[Passage shown]
Holly had never seen a ball before and things were going well until she first saw it bounce. Every time I would bounce it on the deck, Holly woud bark and cower in Rosie's lap. It was pretty funny to watch and after a couple of beers it apparently had us entertained.

  Towards sunset we left Holly in charge of the boat and took the dinghy over to AJ's Oyster House. You can see Swing Set in the upper middle of the above photo that I took from the deck at AJ's. We went to AJ's for old time sake; we hadn't been there in years. As an indication just how long it had been since we last visited, oysters were $1 per dozen. Yes, I said one dollar. We don't know what they are now, and we don't care cause we don't like them, but there isn't any fresh ones to get anyway.
  I got tired of the tourist trap that AJ's had become and we motored over to a place more suited to us, a very seedy place right on the water. We met some nice folks there and had a couple more beers and decided to call it a night.
  By sunrise on Friday morning we were leaving Destin Harbor, headed for Panama City. It's a long run inside through Choctawatchee Bay, nearly as big as Mobile Bay. At the eastern end of that is a narrow canal the locals call the Grand Canyon.

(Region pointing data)
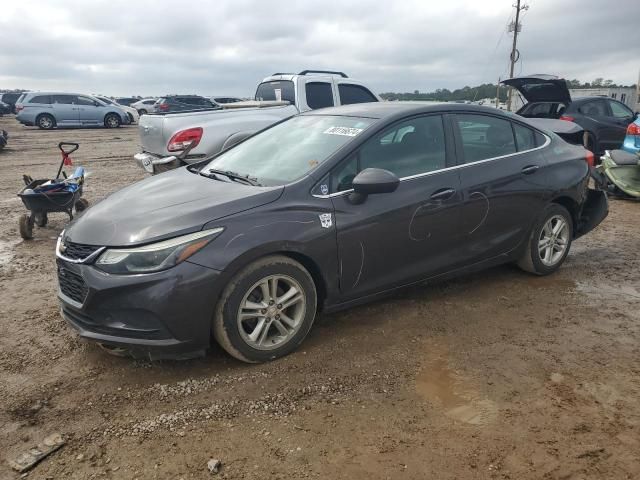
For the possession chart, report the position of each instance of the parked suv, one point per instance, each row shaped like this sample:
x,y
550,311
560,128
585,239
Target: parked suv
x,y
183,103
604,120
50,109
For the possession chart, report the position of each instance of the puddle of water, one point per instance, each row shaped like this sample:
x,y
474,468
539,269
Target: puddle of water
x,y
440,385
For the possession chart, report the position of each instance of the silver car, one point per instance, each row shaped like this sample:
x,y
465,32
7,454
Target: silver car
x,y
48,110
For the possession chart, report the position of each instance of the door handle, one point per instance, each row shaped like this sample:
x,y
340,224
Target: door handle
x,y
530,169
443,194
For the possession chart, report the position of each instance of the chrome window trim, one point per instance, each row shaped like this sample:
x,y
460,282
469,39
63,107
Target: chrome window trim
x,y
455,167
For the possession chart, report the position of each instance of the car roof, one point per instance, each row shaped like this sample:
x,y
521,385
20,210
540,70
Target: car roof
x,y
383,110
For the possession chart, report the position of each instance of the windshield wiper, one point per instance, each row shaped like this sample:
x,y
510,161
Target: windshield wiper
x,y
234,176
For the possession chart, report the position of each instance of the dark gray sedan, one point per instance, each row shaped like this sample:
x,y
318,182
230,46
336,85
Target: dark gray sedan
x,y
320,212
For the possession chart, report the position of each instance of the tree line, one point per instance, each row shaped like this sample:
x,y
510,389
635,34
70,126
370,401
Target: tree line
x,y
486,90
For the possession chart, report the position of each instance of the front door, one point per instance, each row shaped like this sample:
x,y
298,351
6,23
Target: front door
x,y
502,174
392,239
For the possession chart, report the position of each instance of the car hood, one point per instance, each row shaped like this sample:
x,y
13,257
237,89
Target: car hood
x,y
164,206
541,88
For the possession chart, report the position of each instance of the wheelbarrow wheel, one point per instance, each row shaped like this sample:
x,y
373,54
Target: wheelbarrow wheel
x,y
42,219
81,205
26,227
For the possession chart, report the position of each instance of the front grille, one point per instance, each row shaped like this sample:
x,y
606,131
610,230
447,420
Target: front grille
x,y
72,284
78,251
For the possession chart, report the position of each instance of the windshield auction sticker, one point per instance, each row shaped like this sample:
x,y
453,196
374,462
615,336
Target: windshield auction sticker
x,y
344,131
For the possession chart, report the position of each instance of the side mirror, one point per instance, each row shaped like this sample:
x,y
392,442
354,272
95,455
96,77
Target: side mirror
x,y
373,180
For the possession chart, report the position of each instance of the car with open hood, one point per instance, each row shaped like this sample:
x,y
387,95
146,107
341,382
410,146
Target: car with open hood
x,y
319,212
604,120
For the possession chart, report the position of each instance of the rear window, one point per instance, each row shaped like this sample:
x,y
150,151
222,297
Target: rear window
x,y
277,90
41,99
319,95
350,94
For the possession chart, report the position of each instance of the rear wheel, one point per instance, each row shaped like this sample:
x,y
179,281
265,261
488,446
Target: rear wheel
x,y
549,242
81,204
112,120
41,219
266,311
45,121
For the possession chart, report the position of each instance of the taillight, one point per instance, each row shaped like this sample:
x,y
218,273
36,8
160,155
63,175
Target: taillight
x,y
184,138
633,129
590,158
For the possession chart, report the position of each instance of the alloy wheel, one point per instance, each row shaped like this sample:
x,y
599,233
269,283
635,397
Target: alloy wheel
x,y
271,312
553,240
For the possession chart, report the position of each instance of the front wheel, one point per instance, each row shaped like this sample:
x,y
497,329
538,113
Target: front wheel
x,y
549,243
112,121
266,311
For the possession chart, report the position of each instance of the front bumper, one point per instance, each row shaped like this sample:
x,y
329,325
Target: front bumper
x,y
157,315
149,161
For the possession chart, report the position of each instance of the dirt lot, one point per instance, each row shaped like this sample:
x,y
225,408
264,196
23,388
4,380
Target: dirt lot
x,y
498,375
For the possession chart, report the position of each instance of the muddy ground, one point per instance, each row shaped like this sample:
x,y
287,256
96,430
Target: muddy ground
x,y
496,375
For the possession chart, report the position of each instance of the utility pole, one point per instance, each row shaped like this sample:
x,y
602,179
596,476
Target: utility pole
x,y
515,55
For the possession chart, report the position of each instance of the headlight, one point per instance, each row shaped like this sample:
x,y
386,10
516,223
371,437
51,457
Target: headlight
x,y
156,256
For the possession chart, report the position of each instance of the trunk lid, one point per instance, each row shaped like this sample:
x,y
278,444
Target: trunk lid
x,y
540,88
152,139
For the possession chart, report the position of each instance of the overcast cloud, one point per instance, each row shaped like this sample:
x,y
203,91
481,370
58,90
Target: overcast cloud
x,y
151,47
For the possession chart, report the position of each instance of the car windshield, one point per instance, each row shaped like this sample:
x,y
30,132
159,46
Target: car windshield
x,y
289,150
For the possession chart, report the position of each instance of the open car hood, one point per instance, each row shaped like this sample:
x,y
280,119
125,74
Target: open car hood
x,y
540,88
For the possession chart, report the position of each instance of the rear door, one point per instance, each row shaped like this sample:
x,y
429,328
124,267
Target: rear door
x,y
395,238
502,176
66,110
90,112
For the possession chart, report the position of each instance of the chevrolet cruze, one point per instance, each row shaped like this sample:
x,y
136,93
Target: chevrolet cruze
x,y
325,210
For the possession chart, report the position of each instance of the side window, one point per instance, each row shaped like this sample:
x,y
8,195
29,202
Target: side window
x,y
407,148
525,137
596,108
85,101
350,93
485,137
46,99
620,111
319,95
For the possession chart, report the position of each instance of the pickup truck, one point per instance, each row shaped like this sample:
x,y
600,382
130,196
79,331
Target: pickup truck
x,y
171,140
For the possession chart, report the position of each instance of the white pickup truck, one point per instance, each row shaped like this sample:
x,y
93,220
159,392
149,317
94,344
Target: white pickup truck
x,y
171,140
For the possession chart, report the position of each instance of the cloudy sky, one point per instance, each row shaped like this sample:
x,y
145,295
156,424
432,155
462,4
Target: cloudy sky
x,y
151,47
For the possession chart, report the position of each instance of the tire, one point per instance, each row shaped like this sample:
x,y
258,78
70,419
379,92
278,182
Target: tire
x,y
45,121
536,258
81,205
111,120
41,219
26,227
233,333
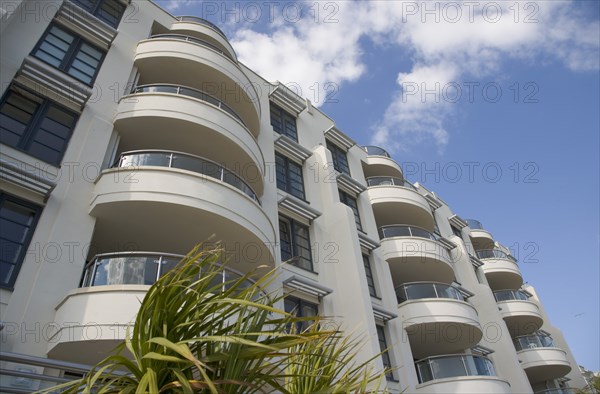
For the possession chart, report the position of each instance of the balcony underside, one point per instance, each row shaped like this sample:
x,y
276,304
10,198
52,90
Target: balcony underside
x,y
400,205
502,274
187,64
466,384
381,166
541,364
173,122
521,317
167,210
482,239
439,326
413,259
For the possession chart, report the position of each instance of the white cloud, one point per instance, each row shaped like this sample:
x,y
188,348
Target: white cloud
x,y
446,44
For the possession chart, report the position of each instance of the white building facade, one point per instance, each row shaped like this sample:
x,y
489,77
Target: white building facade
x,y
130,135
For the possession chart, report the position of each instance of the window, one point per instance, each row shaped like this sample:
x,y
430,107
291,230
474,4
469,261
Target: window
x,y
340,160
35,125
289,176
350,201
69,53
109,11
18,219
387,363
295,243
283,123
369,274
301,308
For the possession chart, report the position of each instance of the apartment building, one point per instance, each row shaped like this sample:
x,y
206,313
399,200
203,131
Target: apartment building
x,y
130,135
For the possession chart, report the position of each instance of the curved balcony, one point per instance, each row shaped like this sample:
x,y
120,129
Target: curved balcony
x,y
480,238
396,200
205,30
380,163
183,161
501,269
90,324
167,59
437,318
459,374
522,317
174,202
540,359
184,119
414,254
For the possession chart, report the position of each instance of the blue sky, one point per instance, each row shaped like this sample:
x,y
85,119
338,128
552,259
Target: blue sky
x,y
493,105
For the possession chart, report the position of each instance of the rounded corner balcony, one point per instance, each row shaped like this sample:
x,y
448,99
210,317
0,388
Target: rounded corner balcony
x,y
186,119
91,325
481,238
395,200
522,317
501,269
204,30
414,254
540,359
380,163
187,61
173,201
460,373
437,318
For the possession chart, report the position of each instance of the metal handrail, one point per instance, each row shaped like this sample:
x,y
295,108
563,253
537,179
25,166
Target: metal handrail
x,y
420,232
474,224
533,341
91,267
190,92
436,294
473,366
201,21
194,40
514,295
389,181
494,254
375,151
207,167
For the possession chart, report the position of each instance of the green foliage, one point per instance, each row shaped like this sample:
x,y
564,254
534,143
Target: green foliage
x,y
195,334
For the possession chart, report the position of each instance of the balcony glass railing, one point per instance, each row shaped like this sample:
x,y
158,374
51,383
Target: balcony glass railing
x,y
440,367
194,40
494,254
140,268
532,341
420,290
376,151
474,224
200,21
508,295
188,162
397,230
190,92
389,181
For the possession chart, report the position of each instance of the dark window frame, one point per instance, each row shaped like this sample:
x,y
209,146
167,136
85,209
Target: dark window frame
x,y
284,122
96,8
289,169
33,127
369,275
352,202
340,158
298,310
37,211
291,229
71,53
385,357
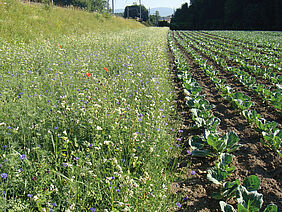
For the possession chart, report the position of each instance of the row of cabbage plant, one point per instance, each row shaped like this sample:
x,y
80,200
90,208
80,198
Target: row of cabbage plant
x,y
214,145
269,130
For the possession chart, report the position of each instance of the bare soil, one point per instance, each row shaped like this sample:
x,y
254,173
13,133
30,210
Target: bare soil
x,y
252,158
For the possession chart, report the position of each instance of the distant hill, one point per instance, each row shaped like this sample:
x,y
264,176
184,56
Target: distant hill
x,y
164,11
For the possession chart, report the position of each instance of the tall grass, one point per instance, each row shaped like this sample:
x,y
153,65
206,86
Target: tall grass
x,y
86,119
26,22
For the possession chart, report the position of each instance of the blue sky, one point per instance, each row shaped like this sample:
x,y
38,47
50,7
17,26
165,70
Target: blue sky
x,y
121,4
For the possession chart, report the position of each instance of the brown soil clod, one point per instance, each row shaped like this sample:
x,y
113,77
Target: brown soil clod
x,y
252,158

[Actions to take]
• A. Using the boat trip account, decide whether each statement agrees with it: (i) The narrator and Rosie had not visited AJ's Oyster House in years. (ii) They left Destin Harbor on a Saturday morning. (iii) Choctawatchee Bay is described as larger than Mobile Bay. Answer yes or no for each and quote the words that decide it.
• B. List every named place in the boat trip account, including businesses, harbors, towns, bodies of water, and the canal.
• C. Extend the boat trip account, picking up right after its final sentence about the canal.

[Answer section]
• A.
(i) Yes: "we hadn't been there in years."
(ii) No: "By sunrise on Friday morning we were leaving Destin Harbor."
(iii) No: "nearly as big as Mobile Bay."

• B. AJ's Oyster House, Destin Harbor, Panama City, Choctawatchee Bay, Mobile Bay, the Grand Canyon

• C.
  The Grand Canyon is mostly straight and boring. We thought that we'd see a gator or two, but no such luck. We did see a few dolphins though, but nothing else. In fact during the whole trip through Choctawatchee and the canal, we only saw one other boat.
  We were headed to the home of Greg and Carl Vernon who live in Panama City and are AGLCA Harbor Hosts. Greg had emailed us and said that her and her husband Carl would be happy for us to stop by on our way through and help us re-provision and we took her up on it. We called them once we entered West Bay, still nearly three hours away and said we were coming. We got good directions to their home on Watson Bayou and found it really easily after entering the co-ordinates to their home into our chart plotter.

  You pass the Mercury testing facility on your way to Greg and Carl's, and that's as specific as I'll get as to where their home is. If they want you to stop by, they'll let you know, but it's a fool who doesn't take them up on an invitation to visit them, as we would find out.
  Greg and Carl met us on the dock as we pulled in and gave us a warm welcome. Once we got settled in, they invited us to dinner and gave us some time to take showers and rest up after 8 hours of travel.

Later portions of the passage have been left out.